▶ EXERCÍCIO PROPOSTO A
Reproduza sem alterações o trecho das linhas fornecidas abaixo que vai da primeira delas até a linha que contém "x=464 y=202", incluindo as duas pontas.

▶ TEXTO CITADO
É difícil fazer uma avaliação criteriosa do ainda recente volume, que, lançado originalmente em francês, em 2013, pela Seuil, explodiu em nível global a partir de sua tradução para o inglês, neste ano, pela Harvard University Press. A obra chegou às listas de mais vendidos e gerou tal comoção que a editora Intrínseca, que deve lança-lo no Brasil em novembro, já colocou o título em pré-venda em sites de livrarias.

Se o resultado cristalizado na publicação ainda é passível de controvérsias, e elas têm aparecido, provavelmente o esforço coletivo de pesquisa justificaria um prêmio Nobel para a equipe capitaneada pelo docente francês -Piketty, 43, leciona na Escola de Economia de Paris desde 2007 e na Ehess (Escola de Altos Estudos em Ciências Sociais) desde 2000.

Lourival Cuquinha/Divulgação

Em artigo publicado há duas semanas, o jornal britânico "Financial Times" questionou a credibilidade dos dados usados na pesquisa e, em sua edição de junho, a revista conservadora "The American Spectator" afirmou que Piketty propõe um "confisco" de fortunas. Mas é difícil imaginar que haja erros de fato grosseiros, a ponto de desqualificar os achados do grupo, e que tenham escapado aos pareceristas dos conceituados "Journal of Political Economy", "Quarterly Journal of Economics" ou "American Economic Review" -publicações em que Piketty e colaboradores publicaram várias das conclusões que estariam no livro.

▶ EXERCÍCIO PROPOSTO B
Transcreva o trecho do texto citado que começa nas palavras "É difícil fazer" e termina em "Sociais) desde 2000.", substituindo "volume" por "livro".

▶ LINHAS FORNECIDAS
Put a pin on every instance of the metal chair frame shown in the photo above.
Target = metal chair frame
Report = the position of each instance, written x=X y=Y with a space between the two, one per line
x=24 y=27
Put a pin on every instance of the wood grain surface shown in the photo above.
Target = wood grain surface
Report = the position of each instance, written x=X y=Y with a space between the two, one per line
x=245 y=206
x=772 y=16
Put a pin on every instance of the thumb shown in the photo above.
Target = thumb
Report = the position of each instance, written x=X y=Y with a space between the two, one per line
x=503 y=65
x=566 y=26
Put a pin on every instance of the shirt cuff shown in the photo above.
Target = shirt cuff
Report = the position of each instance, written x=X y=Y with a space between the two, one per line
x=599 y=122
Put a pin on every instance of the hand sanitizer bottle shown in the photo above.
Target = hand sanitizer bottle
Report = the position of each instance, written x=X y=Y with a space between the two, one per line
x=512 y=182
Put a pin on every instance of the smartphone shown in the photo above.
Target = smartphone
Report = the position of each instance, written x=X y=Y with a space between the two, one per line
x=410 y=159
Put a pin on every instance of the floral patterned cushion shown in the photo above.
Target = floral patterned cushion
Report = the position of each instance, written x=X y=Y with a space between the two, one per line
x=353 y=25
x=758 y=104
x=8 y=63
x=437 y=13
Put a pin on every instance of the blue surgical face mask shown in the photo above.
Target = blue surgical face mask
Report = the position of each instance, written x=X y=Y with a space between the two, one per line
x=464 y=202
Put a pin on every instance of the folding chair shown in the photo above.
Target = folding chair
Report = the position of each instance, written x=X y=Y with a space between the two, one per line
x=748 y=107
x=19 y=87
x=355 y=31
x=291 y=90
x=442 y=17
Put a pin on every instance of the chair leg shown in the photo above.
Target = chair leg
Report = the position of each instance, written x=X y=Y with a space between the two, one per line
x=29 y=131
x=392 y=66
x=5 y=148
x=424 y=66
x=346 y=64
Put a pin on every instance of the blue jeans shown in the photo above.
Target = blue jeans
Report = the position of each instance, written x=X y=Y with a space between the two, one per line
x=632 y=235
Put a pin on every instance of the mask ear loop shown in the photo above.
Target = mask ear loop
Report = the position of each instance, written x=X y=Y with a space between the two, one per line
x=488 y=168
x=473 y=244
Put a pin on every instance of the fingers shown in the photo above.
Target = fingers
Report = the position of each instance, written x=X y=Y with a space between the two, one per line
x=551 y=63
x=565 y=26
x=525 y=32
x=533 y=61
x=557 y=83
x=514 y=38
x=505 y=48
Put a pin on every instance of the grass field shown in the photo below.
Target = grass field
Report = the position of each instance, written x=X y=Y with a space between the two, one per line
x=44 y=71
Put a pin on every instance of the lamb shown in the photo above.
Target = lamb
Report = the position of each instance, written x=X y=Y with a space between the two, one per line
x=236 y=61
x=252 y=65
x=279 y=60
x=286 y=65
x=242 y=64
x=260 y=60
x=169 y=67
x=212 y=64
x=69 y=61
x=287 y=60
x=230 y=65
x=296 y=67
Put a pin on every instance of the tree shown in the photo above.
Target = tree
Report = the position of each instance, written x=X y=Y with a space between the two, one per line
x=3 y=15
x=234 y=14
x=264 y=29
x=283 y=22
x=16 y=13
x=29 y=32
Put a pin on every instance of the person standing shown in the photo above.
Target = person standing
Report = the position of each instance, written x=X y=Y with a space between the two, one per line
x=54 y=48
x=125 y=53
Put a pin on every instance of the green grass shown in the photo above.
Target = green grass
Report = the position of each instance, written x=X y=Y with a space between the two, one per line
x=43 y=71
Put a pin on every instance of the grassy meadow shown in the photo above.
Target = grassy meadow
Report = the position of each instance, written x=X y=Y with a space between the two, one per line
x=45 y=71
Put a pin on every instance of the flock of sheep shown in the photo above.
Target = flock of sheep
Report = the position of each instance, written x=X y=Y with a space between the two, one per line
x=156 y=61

▶ RESPOSTA CORRETA A
Put a pin on every instance of the metal chair frame shown in the photo above.
Target = metal chair frame
Report = the position of each instance, written x=X y=Y with a space between the two, one per line
x=24 y=27
Put a pin on every instance of the wood grain surface shown in the photo above.
Target = wood grain surface
Report = the position of each instance, written x=X y=Y with a space between the two, one per line
x=245 y=206
x=772 y=16
Put a pin on every instance of the thumb shown in the photo above.
Target = thumb
Report = the position of each instance, written x=X y=Y with a space between the two, one per line
x=503 y=65
x=566 y=26
Put a pin on every instance of the shirt cuff shown in the photo above.
Target = shirt cuff
Report = the position of each instance, written x=X y=Y with a space between the two, one per line
x=599 y=122
Put a pin on every instance of the hand sanitizer bottle shown in the photo above.
Target = hand sanitizer bottle
Report = the position of each instance, written x=X y=Y with a space between the two, one per line
x=512 y=182
Put a pin on every instance of the smartphone shown in the photo above.
Target = smartphone
Report = the position of each instance, written x=X y=Y with a space between the two, one per line
x=410 y=159
Put a pin on every instance of the floral patterned cushion shown in the photo above.
Target = floral patterned cushion
Report = the position of each instance, written x=X y=Y with a space between the two, one per line
x=353 y=25
x=758 y=104
x=8 y=63
x=437 y=13
Put a pin on every instance of the blue surgical face mask shown in the photo above.
Target = blue surgical face mask
Report = the position of each instance, written x=X y=Y with a space between the two, one per line
x=464 y=202

▶ RESPOSTA CORRETA B
É difícil fazer uma avaliação criteriosa do ainda recente livro, que, lançado originalmente em francês, em 2013, pela Seuil, explodiu em nível global a partir de sua tradução para o inglês, neste ano, pela Harvard University Press. A obra chegou às listas de mais vendidos e gerou tal comoção que a editora Intrínseca, que deve lança-lo no Brasil em novembro, já colocou o título em pré-venda em sites de livrarias.

Se o resultado cristalizado na publicação ainda é passível de controvérsias, e elas têm aparecido, provavelmente o esforço coletivo de pesquisa justificaria um prêmio Nobel para a equipe capitaneada pelo docente francês -Piketty, 43, leciona na Escola de Economia de Paris desde 2007 e na Ehess (Escola de Altos Estudos em Ciências Sociais) desde 2000.